Provided entries ->
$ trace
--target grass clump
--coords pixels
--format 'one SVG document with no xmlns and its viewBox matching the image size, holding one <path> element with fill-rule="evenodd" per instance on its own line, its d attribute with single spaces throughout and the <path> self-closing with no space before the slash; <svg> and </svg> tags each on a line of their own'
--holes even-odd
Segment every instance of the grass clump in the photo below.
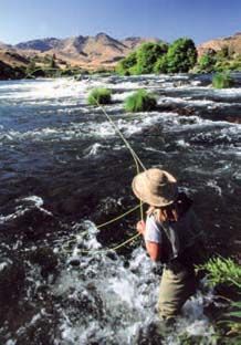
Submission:
<svg viewBox="0 0 241 345">
<path fill-rule="evenodd" d="M 157 101 L 155 96 L 146 90 L 139 90 L 125 101 L 125 111 L 130 113 L 151 112 L 156 108 Z"/>
<path fill-rule="evenodd" d="M 214 88 L 227 88 L 227 87 L 231 87 L 233 84 L 233 80 L 230 76 L 230 73 L 217 73 L 213 77 L 212 77 L 212 86 Z"/>
<path fill-rule="evenodd" d="M 198 269 L 202 269 L 208 272 L 207 278 L 210 286 L 227 283 L 239 289 L 241 288 L 241 266 L 231 258 L 211 258 Z"/>
<path fill-rule="evenodd" d="M 111 90 L 104 87 L 93 88 L 88 94 L 87 103 L 90 105 L 111 104 L 112 103 Z"/>
</svg>

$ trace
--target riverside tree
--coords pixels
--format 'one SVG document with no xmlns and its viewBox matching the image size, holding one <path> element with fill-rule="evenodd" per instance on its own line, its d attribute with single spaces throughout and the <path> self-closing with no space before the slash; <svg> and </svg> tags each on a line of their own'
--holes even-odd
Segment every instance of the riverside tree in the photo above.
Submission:
<svg viewBox="0 0 241 345">
<path fill-rule="evenodd" d="M 119 61 L 122 75 L 188 72 L 197 62 L 197 50 L 190 39 L 178 39 L 168 46 L 165 42 L 142 44 L 134 53 Z"/>
<path fill-rule="evenodd" d="M 176 40 L 167 52 L 167 72 L 186 73 L 197 62 L 197 50 L 191 39 L 181 38 Z"/>
<path fill-rule="evenodd" d="M 157 60 L 167 53 L 166 43 L 144 43 L 137 51 L 137 74 L 147 74 L 154 72 Z"/>
</svg>

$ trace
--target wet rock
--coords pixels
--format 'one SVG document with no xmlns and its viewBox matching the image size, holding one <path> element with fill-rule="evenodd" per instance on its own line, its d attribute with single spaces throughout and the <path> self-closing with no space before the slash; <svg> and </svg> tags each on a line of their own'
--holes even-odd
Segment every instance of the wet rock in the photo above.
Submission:
<svg viewBox="0 0 241 345">
<path fill-rule="evenodd" d="M 30 254 L 30 261 L 41 266 L 41 274 L 45 278 L 53 273 L 57 266 L 57 257 L 51 248 L 38 248 Z"/>
<path fill-rule="evenodd" d="M 54 335 L 56 333 L 56 325 L 54 317 L 41 317 L 35 315 L 29 325 L 19 332 L 15 345 L 31 344 L 31 345 L 53 345 Z"/>
<path fill-rule="evenodd" d="M 10 302 L 18 301 L 24 288 L 24 266 L 19 261 L 8 263 L 0 271 L 0 310 Z"/>
</svg>

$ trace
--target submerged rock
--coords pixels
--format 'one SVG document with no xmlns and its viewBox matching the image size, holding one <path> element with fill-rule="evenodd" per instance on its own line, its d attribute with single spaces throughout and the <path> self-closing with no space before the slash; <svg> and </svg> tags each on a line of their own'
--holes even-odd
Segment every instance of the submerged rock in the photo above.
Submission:
<svg viewBox="0 0 241 345">
<path fill-rule="evenodd" d="M 41 266 L 41 274 L 45 278 L 50 273 L 53 273 L 57 266 L 57 255 L 51 248 L 43 247 L 38 248 L 30 254 L 30 261 Z"/>
</svg>

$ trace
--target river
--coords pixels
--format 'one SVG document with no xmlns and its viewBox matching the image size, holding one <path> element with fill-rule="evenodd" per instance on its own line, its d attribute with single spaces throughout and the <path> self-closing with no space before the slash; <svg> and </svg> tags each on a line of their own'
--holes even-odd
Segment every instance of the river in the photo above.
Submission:
<svg viewBox="0 0 241 345">
<path fill-rule="evenodd" d="M 136 167 L 86 104 L 92 87 L 113 90 L 108 115 L 146 167 L 177 176 L 210 250 L 230 254 L 241 215 L 241 88 L 209 84 L 190 75 L 0 82 L 1 344 L 170 345 L 187 335 L 213 344 L 212 291 L 200 290 L 165 333 L 155 309 L 160 269 L 140 240 L 107 250 L 135 234 L 138 211 L 96 224 L 137 205 Z M 155 93 L 159 111 L 126 114 L 123 101 L 137 88 Z"/>
</svg>

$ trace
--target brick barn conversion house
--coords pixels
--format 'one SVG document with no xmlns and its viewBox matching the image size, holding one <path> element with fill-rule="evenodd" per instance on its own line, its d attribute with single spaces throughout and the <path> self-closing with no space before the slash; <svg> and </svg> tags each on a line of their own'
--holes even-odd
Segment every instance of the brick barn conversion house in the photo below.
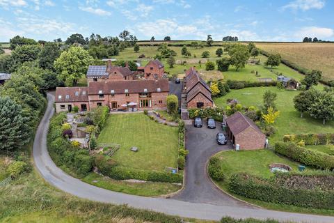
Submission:
<svg viewBox="0 0 334 223">
<path fill-rule="evenodd" d="M 240 150 L 263 148 L 266 136 L 248 117 L 237 112 L 226 119 L 227 134 L 234 149 L 239 145 Z"/>
<path fill-rule="evenodd" d="M 152 68 L 151 69 L 151 68 Z M 146 73 L 146 70 L 150 74 Z M 90 66 L 87 71 L 88 87 L 58 87 L 56 112 L 71 112 L 77 106 L 80 112 L 97 106 L 108 106 L 111 111 L 166 109 L 169 92 L 164 66 L 158 60 L 144 68 L 144 78 L 138 79 L 129 67 Z"/>
<path fill-rule="evenodd" d="M 187 108 L 214 106 L 210 88 L 200 77 L 195 68 L 190 68 L 186 72 L 184 91 L 186 93 Z"/>
</svg>

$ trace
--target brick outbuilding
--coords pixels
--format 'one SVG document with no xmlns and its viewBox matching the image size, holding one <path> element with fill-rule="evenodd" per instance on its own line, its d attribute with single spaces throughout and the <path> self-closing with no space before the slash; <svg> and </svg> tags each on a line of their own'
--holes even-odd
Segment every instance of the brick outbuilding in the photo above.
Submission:
<svg viewBox="0 0 334 223">
<path fill-rule="evenodd" d="M 240 112 L 237 112 L 226 120 L 228 136 L 232 144 L 240 150 L 264 148 L 266 136 L 249 118 Z"/>
</svg>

Instructions for the task -> Copy the material from its start through the line containing "157 101 L 155", both ends included, leaving out the pictures. In the answers only, scale the viewBox dimensions and outline coordinates by 0.8, rounding to whole numbers with halves going up, and keep every other number as it is.

Solution ->
$ trace
--target grass clump
--coords pixels
--format 'one SVG document with no xmlns and its viewBox matching the image size, holding one <path> element with fill-rule="evenodd" per instance on its own line, its d attribute with single spaces throughout and the <path> self-closing with no space before the slash; <svg> and </svg> tags each on a line of their own'
--holes even-odd
Segment every instance of the grass clump in the photo below.
Submission:
<svg viewBox="0 0 193 276">
<path fill-rule="evenodd" d="M 126 81 L 124 77 L 117 72 L 111 72 L 100 81 L 100 89 L 104 90 L 121 90 L 125 86 Z"/>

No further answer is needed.